— Selected passage —
I’m not clear on this, but it may well be that the income tax withholding is not affected, only the FICA/Medicare part, and even that, only the employee portion. The total tax is about 15.2%, with the employer paying half, and the employee paying half. I’m sure that the business would be required to continue paying their half.

If the income tax withholding is unaffected, then the math would be different than I posted above. For the person making $40,000, the only thing that would be deferred would be 1/3 of $40,000*.0761, or about $1000. That would mean that instead of a typical $500 tax refund they would owe $500 in January. Some might ask, why would it be on the income tax form? Answer, because, indeed, payroll tax does appear on the 1040. For self-employed people, they pay there Payroll tax on on the 1040, so people who underpaid their FICA/medicare for the year would also pay it there.

In the end, if the government ends up forgiving it, this will be about the same as sending out another $1200 check, except that it will be larger the more a person makes. A person who makes $20,000 will get $500, while a person making $100,000 will get $2500.

Herkie
Herkie
5 years ago
Reply to  Carl_R

Payroll tax nearly always means the SS/FICA taxes not income tax withholding.

EDIT I looked it up and while it is used the way I said many also consider it to include state and federal income tax, if that is what Trumpsky means then it will be two paychecks people will owe come January. A cruel joke indeed but their vote will already have been cast. I strongly suggest that people refuse the deferral unless they think they can save that for later when the bill comes due.

Herkie
Herkie
5 years ago
Reply to  Carl_R

We will have to wait till this begins to know what is being deferred exactly. But no matter how you slice it this amounts to an election bribe that is going to blow up in the faces of those who think it is a good thing. Their withholding after New Years will be a whole paycheck or more.

Russell J
Russell J
5 years ago
Reply to  Herkie

I just read trump plans on making it permanent if he’s re elected. I for one would welcome it because it seems unlikely I’ll ever get even half what I will have paid into social security before I die. I’d rather have my money, after all I’m the one who earned it. I don’t need the government “managing” my retirement $.

As for the current retiree’s something will have to be done to ensure they’re not left out in the cold, maybe a 1-2% tax to keep them whole.

Carl_R
Carl_R
5 years ago
Reply to  Russell J

If so, what they will likely do is make the employer pay the other half. If so, look for a 7.6% pay cut to offset it. It’s all smoke and mirrors, you know. A person who makes $10/hour looks at his check and concludes that he makes $8.00/hour, because his check shows deductions for FICA, Medicare, Fed Income Tax, and State Income Tax. Meanwhile, the employer concludes that the employee costs $12/hour, because on top of what he pays to the employee he has to pay FICA/Medicare Taxes, plus State Unemployment and Federal Unemployment taxes.

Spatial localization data
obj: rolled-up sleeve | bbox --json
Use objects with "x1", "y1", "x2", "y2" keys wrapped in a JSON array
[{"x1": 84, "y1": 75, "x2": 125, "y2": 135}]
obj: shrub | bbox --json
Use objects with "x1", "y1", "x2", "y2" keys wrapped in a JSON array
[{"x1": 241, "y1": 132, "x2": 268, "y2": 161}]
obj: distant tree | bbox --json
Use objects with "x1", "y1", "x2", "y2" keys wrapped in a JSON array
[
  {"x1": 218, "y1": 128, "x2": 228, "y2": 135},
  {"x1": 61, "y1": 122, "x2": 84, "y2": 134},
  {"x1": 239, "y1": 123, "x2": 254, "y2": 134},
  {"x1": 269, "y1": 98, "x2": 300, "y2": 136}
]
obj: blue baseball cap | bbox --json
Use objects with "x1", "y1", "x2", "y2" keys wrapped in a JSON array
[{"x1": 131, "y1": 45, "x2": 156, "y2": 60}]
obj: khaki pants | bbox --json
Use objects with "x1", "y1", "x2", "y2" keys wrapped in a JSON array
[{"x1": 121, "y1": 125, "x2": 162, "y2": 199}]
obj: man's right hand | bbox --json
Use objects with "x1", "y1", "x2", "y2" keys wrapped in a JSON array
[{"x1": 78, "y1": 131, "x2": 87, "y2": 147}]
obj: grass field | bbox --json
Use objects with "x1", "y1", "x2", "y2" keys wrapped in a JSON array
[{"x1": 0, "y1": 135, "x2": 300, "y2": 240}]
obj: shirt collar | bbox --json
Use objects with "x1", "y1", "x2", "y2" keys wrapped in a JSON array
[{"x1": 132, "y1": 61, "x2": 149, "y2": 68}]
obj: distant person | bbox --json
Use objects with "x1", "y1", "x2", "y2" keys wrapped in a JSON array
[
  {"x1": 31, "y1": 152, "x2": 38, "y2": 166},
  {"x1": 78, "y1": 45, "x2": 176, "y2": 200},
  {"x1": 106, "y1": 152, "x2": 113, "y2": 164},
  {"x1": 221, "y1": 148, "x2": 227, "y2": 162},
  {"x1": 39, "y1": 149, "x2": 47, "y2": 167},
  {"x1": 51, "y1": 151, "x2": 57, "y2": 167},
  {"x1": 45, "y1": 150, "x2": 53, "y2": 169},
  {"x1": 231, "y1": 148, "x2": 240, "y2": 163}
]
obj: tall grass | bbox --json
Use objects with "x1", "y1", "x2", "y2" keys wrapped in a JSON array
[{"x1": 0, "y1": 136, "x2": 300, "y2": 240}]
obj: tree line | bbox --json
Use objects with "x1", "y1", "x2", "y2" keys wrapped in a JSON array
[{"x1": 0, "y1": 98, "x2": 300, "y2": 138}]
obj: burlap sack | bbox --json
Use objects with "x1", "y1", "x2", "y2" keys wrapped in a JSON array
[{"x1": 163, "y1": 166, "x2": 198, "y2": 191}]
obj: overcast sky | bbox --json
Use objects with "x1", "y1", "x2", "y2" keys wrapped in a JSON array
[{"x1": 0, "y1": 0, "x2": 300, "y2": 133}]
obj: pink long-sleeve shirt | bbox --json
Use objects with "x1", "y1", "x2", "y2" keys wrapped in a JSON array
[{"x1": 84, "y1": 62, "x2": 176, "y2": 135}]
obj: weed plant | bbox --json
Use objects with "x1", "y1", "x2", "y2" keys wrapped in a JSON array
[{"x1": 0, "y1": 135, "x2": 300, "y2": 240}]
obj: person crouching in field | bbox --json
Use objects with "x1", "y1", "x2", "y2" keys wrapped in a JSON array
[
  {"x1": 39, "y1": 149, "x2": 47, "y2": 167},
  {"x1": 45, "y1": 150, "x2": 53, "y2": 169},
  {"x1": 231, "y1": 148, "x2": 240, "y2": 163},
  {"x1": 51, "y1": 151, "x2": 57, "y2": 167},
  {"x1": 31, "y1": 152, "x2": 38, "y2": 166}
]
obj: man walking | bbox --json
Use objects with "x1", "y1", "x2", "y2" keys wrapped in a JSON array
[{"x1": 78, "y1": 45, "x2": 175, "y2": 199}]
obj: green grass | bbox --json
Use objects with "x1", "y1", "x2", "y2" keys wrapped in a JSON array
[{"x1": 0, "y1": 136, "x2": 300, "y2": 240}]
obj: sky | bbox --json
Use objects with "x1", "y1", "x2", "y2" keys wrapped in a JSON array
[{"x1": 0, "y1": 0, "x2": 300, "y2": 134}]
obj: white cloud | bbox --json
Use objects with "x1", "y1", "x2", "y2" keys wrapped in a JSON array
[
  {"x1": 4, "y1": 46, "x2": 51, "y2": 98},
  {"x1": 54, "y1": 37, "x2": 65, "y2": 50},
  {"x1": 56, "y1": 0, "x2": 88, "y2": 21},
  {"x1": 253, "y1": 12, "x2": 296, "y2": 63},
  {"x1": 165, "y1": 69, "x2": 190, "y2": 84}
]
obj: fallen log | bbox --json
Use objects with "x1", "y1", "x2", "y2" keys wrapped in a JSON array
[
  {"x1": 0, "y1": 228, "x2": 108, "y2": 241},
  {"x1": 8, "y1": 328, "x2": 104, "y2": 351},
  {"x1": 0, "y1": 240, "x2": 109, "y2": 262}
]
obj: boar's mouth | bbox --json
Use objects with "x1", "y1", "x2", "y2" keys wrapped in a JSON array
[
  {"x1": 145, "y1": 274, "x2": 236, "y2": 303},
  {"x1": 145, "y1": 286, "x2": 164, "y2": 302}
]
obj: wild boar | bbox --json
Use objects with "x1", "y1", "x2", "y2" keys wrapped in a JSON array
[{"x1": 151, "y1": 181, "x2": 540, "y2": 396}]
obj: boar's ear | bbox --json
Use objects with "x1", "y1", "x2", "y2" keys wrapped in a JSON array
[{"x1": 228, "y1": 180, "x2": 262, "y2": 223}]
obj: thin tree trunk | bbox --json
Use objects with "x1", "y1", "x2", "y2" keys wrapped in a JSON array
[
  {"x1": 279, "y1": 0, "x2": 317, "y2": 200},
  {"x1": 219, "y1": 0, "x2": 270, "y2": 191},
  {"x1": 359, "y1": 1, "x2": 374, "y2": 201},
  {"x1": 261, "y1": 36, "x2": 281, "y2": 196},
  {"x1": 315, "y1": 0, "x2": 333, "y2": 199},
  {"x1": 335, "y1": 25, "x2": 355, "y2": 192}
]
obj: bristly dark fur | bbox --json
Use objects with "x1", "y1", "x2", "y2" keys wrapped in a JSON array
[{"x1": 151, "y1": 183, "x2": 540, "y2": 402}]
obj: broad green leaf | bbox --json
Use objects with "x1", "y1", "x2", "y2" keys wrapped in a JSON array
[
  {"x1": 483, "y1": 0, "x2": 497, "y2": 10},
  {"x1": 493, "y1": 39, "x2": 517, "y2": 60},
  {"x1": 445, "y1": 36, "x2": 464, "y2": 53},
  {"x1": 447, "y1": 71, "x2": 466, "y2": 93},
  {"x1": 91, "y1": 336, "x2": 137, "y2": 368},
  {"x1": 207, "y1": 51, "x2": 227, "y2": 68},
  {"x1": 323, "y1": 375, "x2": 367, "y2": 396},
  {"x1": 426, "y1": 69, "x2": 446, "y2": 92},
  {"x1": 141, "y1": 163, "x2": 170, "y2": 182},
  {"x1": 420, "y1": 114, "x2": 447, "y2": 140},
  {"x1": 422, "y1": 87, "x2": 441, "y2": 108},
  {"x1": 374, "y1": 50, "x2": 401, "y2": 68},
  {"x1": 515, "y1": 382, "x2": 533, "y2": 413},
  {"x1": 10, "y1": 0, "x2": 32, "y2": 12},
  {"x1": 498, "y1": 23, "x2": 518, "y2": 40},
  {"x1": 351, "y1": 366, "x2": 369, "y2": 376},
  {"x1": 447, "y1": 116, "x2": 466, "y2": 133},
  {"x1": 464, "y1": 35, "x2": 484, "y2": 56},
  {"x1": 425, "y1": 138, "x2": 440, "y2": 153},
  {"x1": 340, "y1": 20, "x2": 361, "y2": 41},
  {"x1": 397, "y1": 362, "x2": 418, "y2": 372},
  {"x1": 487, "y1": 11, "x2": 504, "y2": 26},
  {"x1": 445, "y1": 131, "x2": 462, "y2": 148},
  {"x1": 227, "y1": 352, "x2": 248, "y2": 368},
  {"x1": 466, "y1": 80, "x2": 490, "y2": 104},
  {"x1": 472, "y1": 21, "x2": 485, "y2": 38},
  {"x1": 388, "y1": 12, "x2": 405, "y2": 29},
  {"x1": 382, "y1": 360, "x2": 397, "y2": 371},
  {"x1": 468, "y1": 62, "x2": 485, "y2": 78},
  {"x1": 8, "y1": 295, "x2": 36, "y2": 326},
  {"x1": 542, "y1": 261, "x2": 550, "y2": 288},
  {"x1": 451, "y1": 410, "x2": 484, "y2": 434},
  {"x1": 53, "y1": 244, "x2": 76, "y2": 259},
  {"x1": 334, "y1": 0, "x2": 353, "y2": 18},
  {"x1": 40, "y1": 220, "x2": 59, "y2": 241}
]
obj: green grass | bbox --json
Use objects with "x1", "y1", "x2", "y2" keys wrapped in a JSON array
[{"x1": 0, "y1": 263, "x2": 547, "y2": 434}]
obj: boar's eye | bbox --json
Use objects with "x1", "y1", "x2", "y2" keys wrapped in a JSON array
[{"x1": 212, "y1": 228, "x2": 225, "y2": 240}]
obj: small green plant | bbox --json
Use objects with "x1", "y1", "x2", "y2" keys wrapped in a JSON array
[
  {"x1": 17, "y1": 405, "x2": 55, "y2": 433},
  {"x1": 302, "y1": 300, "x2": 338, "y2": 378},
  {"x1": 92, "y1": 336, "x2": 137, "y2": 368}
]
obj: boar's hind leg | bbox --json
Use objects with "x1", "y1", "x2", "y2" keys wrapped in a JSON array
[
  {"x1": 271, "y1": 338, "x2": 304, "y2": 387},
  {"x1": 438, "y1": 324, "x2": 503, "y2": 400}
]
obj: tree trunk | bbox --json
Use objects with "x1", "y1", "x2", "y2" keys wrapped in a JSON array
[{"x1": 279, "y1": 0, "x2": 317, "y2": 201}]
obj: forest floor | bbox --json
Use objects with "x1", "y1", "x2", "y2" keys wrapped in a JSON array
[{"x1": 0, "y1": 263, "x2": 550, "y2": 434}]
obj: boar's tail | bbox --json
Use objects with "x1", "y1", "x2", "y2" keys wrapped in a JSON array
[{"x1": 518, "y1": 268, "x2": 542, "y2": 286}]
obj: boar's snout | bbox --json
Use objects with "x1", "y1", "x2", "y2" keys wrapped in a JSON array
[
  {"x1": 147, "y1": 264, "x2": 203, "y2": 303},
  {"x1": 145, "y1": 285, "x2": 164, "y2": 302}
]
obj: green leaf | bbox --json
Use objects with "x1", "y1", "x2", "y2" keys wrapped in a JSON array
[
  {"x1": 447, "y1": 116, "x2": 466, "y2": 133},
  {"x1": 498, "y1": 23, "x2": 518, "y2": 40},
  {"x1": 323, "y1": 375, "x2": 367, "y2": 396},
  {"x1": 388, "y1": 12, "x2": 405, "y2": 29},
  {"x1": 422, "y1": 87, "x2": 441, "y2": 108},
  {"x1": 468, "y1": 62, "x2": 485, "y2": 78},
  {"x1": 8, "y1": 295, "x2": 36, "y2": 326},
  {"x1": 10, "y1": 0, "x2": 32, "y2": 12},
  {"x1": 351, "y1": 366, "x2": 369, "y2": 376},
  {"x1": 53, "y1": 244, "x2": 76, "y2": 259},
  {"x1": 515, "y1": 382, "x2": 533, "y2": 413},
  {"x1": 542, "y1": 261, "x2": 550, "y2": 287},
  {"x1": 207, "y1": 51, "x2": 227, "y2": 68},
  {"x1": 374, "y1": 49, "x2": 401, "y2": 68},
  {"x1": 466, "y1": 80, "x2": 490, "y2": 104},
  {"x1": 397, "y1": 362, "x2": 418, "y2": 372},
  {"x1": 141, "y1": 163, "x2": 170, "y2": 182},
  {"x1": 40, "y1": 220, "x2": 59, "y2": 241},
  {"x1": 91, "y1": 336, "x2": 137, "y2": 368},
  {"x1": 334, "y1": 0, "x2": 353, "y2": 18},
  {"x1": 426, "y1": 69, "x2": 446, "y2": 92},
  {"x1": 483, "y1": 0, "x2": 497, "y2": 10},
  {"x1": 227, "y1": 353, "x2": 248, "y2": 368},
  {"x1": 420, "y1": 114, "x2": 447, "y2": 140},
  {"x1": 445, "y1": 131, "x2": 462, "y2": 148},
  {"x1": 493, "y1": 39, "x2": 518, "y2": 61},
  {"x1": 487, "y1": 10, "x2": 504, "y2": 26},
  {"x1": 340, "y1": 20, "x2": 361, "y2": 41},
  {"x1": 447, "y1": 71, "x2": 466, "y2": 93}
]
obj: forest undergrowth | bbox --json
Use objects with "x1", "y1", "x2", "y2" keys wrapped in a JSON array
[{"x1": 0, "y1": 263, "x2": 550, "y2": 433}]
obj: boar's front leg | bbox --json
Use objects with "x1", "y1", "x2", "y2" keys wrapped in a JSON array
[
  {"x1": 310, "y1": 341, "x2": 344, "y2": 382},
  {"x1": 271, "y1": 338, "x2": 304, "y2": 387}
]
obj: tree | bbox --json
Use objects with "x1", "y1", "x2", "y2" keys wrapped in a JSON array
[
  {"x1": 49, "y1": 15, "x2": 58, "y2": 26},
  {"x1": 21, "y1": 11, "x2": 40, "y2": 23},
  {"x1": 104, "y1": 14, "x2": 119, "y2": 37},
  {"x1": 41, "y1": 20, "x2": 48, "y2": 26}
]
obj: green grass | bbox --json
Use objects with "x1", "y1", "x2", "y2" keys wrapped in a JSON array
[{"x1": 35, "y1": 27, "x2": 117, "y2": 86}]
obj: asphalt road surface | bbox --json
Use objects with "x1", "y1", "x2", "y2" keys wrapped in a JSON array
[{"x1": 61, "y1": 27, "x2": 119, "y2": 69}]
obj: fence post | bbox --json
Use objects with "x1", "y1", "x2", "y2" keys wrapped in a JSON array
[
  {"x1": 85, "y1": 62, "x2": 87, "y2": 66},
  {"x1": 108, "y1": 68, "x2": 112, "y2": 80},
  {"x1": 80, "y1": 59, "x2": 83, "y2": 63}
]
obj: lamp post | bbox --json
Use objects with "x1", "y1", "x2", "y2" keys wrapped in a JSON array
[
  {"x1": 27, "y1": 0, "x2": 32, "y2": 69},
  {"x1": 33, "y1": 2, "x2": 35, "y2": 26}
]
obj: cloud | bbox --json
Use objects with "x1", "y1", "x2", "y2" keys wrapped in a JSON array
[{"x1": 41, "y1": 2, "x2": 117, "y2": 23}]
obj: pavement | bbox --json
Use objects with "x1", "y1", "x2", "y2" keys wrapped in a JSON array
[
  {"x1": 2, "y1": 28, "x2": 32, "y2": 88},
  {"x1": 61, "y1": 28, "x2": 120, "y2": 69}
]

— Work instruction 1 —
In the payroll tax discussion, which deductions does Carl_R's last comment say show up on the check of a person who makes $10/hour?
— Work instruction 2 —
According to Carl_R's last comment in the payroll tax discussion, why does the employer conclude that an employee paid $10/hour costs $12/hour?

— Response area 1 —
FICA, Medicare, Fed Income Tax, and State Income Tax.

— Response area 2 —
On top of what the employer pays the employee, the employer has to pay FICA/Medicare taxes. It also has to pay State Unemployment and Federal Unemployment taxes.